— What you need to do —
Please answer from the fire brigade article: how long did Donna spend in a burns unit, and at which hospital?

London Fire Brigade

Firework warning a year after woman nearly dies in fire

01 November 2016

We are urging people not to play with fireworks, one year on from an incident that saw a woman nearly lose her life after a lit firework was fired from a car through her bedroom window in east London.

Donna Stringer, who was 43 at the time of the incident, was asleep in bed at her residential care home on Beccles Road, Barking.

The firework smashed through her window and caused a serious fire, which firefighters attended in the early hours of 13 November 2015.

Crews rescued Donna, who was unconscious, and she was rushed to hospital by ambulance.

Donna was left fighting for her life and spent two months in a burns unit at Broomfield Hospital. 

Her horrific injuries included severe burns to her throat, arms, hands and chest. Doctors had to give her skin grafts on her throat and for months she could only be fed via a tube.



Damage to Donna's care home bedroom following the incident


On Thursday 15 December 2016 two men were sentenced at Snaresbrook Crown Court, the same court where they were on trial on Monday, 26 September 2016 and pleaded guilty to destroying and damaging property and recklessly endangering life.  

Sabbir Ahmed, 23, of Doveton Street, Bethnal Green was sentenced to six years’ imprisonment and was ordered to pay £500 in compensation.

Muhammad Aktaruz Jaman Khan, 23, of Rickman Street, Bethnal Green was sentenced to six years and four months’ imprisonment and was ordered to pay £2,100 in compensation.

Shocking footage of the men firing fireworks from a car on the night of the incident was released during the trial. The pair are expected to be sentenced at the end of this month.



Deputy Assistant Commissioner for Fire safety at London Fire Brigade, Andy Hearn, said: "This incident and the resulting prosecution is a shocking but timely reminder that fireworks are dangerous and should be used very carefully.

"Donna was nearly killed and has endured months of painful treatment because people were playing with fireworks.

Point-per-instance localization data:
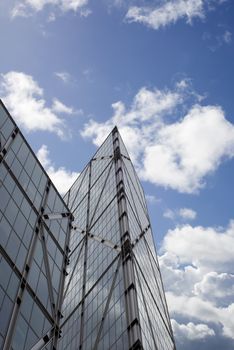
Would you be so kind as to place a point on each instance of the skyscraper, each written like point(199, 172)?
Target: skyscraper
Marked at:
point(34, 236)
point(112, 296)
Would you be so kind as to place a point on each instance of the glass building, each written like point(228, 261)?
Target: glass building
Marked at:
point(78, 273)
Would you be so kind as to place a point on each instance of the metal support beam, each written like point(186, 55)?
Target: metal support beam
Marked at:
point(7, 145)
point(132, 311)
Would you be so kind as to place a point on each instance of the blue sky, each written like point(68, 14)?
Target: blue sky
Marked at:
point(163, 71)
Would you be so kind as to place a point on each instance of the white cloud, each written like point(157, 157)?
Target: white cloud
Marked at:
point(201, 246)
point(215, 285)
point(191, 331)
point(197, 265)
point(59, 107)
point(205, 311)
point(187, 213)
point(25, 8)
point(25, 100)
point(168, 12)
point(64, 76)
point(174, 154)
point(61, 177)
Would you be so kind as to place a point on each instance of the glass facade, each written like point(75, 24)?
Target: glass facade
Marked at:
point(34, 238)
point(79, 272)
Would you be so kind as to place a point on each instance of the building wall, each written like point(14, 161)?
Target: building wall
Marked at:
point(33, 246)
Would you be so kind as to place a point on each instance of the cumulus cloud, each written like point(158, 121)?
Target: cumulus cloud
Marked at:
point(25, 8)
point(176, 154)
point(215, 285)
point(197, 265)
point(25, 100)
point(195, 244)
point(59, 107)
point(183, 213)
point(203, 310)
point(61, 177)
point(168, 12)
point(191, 331)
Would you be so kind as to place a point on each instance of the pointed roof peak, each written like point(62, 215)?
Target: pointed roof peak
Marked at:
point(115, 129)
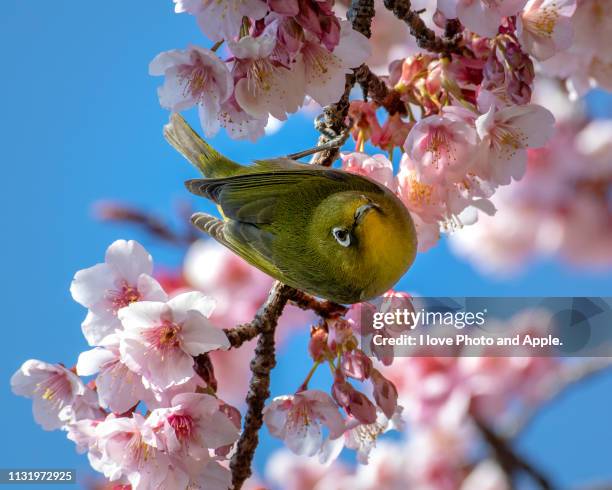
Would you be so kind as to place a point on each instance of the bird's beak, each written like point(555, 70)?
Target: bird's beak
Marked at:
point(363, 210)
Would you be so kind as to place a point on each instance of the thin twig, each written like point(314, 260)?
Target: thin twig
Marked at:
point(325, 309)
point(331, 125)
point(259, 387)
point(425, 37)
point(569, 376)
point(509, 460)
point(151, 224)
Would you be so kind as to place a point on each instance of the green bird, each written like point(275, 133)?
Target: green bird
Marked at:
point(334, 234)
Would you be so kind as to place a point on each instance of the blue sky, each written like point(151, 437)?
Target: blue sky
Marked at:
point(81, 122)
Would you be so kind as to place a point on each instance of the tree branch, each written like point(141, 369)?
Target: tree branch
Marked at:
point(570, 375)
point(325, 309)
point(510, 461)
point(259, 388)
point(332, 122)
point(425, 37)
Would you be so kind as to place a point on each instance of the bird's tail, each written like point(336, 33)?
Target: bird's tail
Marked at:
point(189, 144)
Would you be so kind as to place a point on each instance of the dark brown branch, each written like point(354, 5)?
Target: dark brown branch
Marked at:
point(204, 367)
point(360, 14)
point(510, 461)
point(425, 37)
point(259, 388)
point(325, 309)
point(331, 125)
point(242, 333)
point(332, 122)
point(377, 90)
point(568, 377)
point(122, 213)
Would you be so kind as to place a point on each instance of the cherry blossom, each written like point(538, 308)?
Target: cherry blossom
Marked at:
point(124, 278)
point(159, 339)
point(325, 70)
point(265, 88)
point(194, 77)
point(355, 403)
point(193, 425)
point(545, 27)
point(290, 471)
point(298, 420)
point(119, 389)
point(442, 147)
point(122, 448)
point(508, 133)
point(481, 16)
point(376, 167)
point(221, 20)
point(58, 395)
point(362, 437)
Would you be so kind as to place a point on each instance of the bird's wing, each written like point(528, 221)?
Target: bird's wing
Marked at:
point(252, 198)
point(246, 240)
point(251, 202)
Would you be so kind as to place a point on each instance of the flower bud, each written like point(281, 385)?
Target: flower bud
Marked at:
point(317, 347)
point(356, 365)
point(354, 402)
point(385, 393)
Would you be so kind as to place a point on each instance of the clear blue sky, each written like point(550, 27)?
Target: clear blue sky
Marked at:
point(81, 122)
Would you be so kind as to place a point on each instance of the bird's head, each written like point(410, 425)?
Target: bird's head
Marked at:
point(366, 234)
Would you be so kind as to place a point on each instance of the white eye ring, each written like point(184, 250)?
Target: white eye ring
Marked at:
point(342, 236)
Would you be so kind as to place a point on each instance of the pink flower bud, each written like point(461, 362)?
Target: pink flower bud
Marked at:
point(385, 393)
point(354, 402)
point(317, 347)
point(356, 364)
point(341, 335)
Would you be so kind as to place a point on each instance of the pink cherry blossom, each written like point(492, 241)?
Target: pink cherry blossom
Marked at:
point(298, 420)
point(119, 389)
point(193, 425)
point(446, 205)
point(160, 339)
point(58, 395)
point(355, 403)
point(356, 364)
point(325, 71)
point(290, 471)
point(124, 277)
point(392, 134)
point(262, 87)
point(487, 475)
point(376, 167)
point(385, 393)
point(123, 448)
point(194, 77)
point(222, 20)
point(318, 17)
point(239, 124)
point(508, 133)
point(362, 438)
point(545, 27)
point(442, 147)
point(481, 16)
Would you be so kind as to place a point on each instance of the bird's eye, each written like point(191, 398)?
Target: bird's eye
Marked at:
point(342, 236)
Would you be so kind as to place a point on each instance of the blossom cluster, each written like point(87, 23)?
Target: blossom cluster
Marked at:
point(148, 418)
point(277, 54)
point(442, 397)
point(561, 207)
point(301, 418)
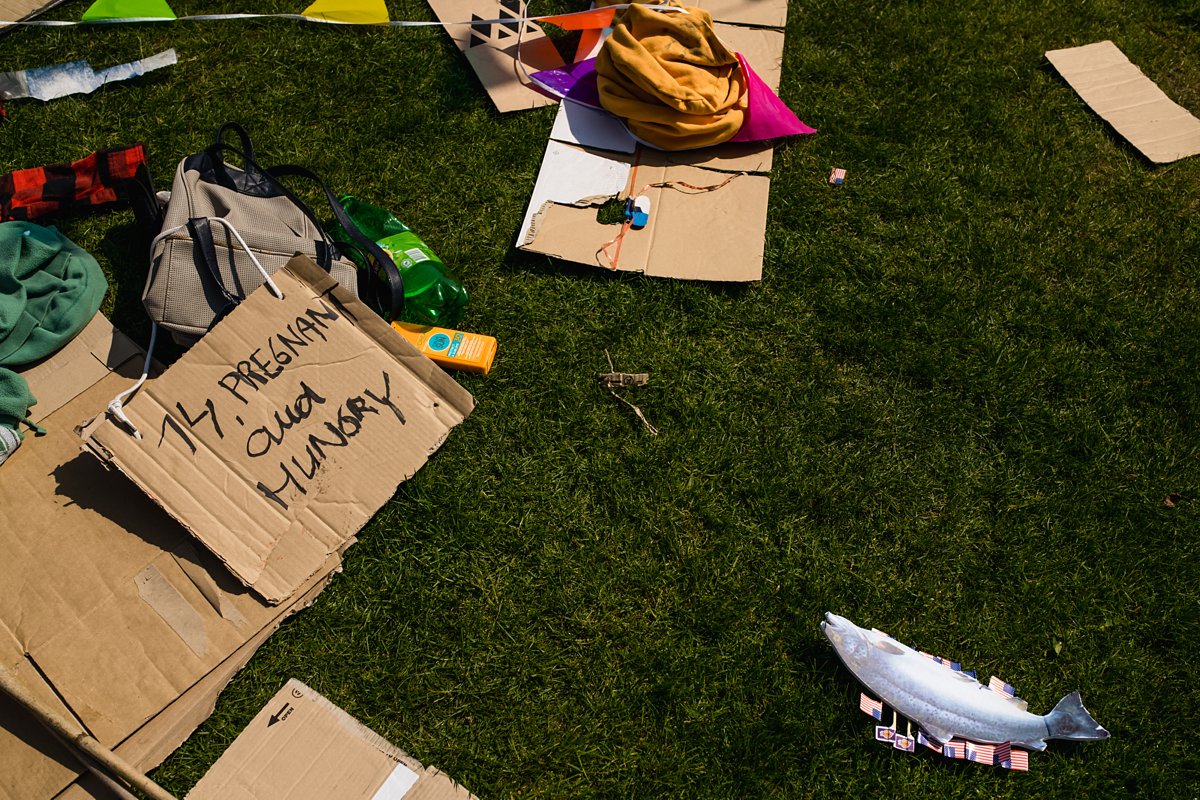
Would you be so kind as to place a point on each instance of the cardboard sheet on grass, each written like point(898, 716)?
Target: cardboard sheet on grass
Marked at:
point(1127, 100)
point(492, 49)
point(277, 435)
point(303, 747)
point(108, 609)
point(701, 227)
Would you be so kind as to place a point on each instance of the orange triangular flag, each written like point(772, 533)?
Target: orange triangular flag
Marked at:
point(357, 12)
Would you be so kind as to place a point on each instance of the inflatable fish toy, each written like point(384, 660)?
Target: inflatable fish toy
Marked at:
point(961, 716)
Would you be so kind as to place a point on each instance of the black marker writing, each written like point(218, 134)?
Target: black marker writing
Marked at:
point(257, 370)
point(262, 438)
point(337, 433)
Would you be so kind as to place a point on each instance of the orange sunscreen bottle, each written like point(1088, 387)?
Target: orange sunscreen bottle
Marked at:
point(451, 349)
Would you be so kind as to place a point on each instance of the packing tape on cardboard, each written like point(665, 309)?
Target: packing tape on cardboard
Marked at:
point(173, 608)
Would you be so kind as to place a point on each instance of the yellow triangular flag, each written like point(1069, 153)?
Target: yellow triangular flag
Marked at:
point(357, 12)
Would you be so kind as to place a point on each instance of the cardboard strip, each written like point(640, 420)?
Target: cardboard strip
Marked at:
point(1127, 100)
point(301, 746)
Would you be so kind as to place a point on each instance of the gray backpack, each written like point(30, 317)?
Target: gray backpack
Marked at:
point(226, 229)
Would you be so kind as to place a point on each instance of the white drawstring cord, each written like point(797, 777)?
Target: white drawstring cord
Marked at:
point(117, 405)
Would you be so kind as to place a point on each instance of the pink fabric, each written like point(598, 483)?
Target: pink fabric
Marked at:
point(767, 116)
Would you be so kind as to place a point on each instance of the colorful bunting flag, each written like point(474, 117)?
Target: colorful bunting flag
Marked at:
point(105, 10)
point(954, 749)
point(355, 12)
point(1012, 759)
point(981, 753)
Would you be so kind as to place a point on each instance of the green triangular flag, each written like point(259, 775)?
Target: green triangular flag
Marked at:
point(103, 10)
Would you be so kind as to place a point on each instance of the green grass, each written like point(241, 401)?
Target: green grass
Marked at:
point(952, 409)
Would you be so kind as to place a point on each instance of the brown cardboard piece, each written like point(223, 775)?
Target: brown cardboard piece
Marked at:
point(76, 626)
point(492, 49)
point(301, 746)
point(282, 432)
point(702, 235)
point(1128, 101)
point(701, 228)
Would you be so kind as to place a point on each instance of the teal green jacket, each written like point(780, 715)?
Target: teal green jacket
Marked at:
point(49, 289)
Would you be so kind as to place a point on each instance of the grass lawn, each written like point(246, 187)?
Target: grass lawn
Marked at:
point(954, 409)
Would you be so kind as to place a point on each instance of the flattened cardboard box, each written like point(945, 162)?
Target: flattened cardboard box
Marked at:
point(702, 227)
point(1127, 100)
point(107, 609)
point(281, 432)
point(492, 49)
point(303, 747)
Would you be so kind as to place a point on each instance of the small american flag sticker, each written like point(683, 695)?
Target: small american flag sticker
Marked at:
point(954, 749)
point(922, 739)
point(1012, 759)
point(868, 705)
point(981, 753)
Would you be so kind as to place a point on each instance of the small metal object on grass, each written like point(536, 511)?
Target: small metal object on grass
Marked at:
point(613, 379)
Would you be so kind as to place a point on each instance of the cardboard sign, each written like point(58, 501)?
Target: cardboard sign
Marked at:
point(303, 747)
point(280, 434)
point(503, 53)
point(1129, 101)
point(703, 224)
point(109, 612)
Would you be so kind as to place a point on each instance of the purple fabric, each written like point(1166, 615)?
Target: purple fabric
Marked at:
point(574, 82)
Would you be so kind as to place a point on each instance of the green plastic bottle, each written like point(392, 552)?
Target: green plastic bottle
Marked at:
point(431, 295)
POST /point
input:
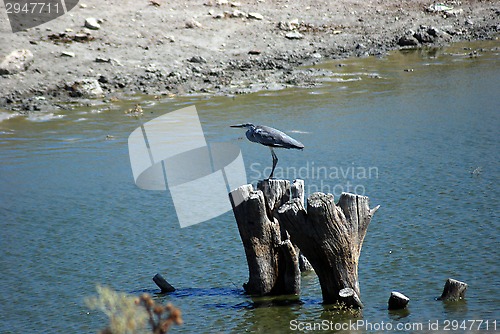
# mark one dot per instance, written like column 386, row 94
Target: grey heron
column 270, row 137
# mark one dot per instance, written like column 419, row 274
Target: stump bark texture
column 273, row 261
column 274, row 225
column 331, row 237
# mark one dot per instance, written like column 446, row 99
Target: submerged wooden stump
column 397, row 301
column 331, row 237
column 273, row 262
column 453, row 290
column 163, row 284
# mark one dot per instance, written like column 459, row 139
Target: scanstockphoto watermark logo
column 171, row 152
column 24, row 14
column 320, row 178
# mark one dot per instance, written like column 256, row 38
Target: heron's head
column 244, row 125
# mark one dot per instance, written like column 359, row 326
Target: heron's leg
column 275, row 162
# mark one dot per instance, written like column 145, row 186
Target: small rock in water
column 67, row 54
column 294, row 35
column 255, row 16
column 88, row 88
column 16, row 61
column 197, row 59
column 408, row 40
column 92, row 23
column 191, row 24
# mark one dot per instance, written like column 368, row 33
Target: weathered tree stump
column 453, row 290
column 273, row 263
column 331, row 237
column 397, row 301
column 163, row 284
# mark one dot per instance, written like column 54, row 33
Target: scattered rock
column 68, row 54
column 238, row 13
column 92, row 23
column 16, row 61
column 87, row 88
column 423, row 37
column 408, row 40
column 255, row 16
column 294, row 35
column 192, row 24
column 197, row 60
column 102, row 60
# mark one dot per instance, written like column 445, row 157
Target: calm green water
column 72, row 217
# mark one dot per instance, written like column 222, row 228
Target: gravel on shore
column 106, row 50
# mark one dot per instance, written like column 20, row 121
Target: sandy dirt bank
column 217, row 46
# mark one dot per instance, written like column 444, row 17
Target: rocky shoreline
column 108, row 50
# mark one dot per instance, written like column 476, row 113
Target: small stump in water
column 453, row 290
column 397, row 301
column 329, row 235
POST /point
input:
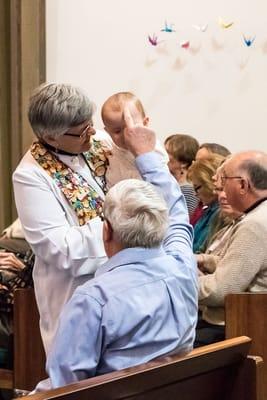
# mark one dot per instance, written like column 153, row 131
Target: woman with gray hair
column 59, row 191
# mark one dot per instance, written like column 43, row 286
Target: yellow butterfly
column 223, row 24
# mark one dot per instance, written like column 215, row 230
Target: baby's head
column 112, row 115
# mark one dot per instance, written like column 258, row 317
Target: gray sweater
column 242, row 266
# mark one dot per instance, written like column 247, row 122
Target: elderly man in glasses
column 243, row 263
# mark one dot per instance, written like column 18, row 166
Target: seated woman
column 210, row 329
column 182, row 151
column 207, row 262
column 201, row 173
column 16, row 263
column 207, row 149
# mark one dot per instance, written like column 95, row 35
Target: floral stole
column 83, row 199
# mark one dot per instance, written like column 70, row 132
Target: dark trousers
column 207, row 333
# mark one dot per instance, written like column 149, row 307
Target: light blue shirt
column 141, row 304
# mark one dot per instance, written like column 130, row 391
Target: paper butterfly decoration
column 248, row 40
column 225, row 25
column 185, row 44
column 167, row 27
column 153, row 40
column 201, row 28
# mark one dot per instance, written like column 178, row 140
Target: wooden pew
column 246, row 314
column 29, row 355
column 218, row 371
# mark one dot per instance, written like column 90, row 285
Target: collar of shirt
column 129, row 256
column 256, row 204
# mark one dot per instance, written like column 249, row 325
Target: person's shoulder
column 159, row 148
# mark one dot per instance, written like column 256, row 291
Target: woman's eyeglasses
column 197, row 188
column 84, row 131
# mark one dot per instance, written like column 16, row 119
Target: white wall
column 216, row 91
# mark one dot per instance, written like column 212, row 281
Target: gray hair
column 54, row 108
column 137, row 213
column 256, row 170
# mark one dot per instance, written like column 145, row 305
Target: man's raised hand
column 138, row 138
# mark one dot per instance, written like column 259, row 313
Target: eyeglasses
column 197, row 188
column 84, row 131
column 224, row 178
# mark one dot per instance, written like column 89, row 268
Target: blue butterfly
column 248, row 40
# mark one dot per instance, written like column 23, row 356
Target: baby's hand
column 138, row 138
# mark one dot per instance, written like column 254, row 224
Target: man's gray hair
column 256, row 169
column 54, row 108
column 137, row 213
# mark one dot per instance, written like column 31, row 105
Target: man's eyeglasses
column 224, row 178
column 84, row 131
column 197, row 188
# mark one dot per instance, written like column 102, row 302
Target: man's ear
column 51, row 140
column 245, row 185
column 146, row 121
column 107, row 232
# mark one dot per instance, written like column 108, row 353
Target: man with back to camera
column 142, row 303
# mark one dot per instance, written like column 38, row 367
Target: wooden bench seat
column 218, row 371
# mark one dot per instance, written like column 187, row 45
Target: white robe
column 66, row 254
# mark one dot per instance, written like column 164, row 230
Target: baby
column 121, row 161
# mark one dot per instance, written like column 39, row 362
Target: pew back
column 29, row 355
column 246, row 314
column 221, row 370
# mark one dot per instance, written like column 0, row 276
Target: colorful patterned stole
column 83, row 199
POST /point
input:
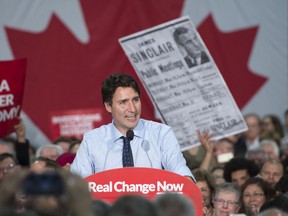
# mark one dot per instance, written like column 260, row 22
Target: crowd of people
column 242, row 174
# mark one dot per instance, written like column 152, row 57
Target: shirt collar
column 138, row 130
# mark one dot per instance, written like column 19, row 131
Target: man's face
column 125, row 108
column 7, row 166
column 271, row 173
column 226, row 204
column 206, row 192
column 191, row 44
column 239, row 177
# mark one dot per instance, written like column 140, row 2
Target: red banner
column 74, row 123
column 12, row 78
column 147, row 182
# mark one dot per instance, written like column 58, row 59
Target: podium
column 148, row 182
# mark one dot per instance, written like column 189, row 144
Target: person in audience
column 279, row 203
column 271, row 149
column 48, row 194
column 249, row 140
column 272, row 124
column 133, row 205
column 218, row 172
column 19, row 146
column 255, row 193
column 50, row 151
column 174, row 204
column 206, row 183
column 8, row 165
column 223, row 151
column 282, row 185
column 227, row 199
column 271, row 172
column 238, row 170
column 272, row 212
column 42, row 164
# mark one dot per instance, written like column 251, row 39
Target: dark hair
column 179, row 31
column 229, row 187
column 114, row 81
column 239, row 163
column 174, row 204
column 266, row 188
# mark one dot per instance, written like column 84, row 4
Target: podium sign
column 111, row 184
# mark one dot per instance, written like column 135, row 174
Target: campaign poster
column 12, row 79
column 183, row 81
column 74, row 123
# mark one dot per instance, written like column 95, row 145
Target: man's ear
column 107, row 107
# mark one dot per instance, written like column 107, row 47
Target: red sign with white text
column 111, row 184
column 12, row 78
column 74, row 123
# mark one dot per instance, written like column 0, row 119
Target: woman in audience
column 255, row 193
column 206, row 183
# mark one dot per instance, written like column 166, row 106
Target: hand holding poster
column 183, row 81
column 12, row 77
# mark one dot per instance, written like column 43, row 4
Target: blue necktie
column 127, row 156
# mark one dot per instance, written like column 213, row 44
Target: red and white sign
column 74, row 123
column 111, row 184
column 12, row 78
column 249, row 48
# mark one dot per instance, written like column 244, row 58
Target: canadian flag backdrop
column 72, row 45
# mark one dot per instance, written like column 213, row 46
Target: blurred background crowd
column 242, row 174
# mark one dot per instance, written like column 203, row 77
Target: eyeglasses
column 7, row 168
column 228, row 202
column 255, row 195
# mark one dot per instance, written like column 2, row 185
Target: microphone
column 130, row 135
column 110, row 146
column 146, row 147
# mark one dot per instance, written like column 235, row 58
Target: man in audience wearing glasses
column 227, row 199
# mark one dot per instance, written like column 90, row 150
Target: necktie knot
column 127, row 156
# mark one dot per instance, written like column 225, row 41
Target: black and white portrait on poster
column 183, row 81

— Exercise result —
Two months, at Broomfield Hospital.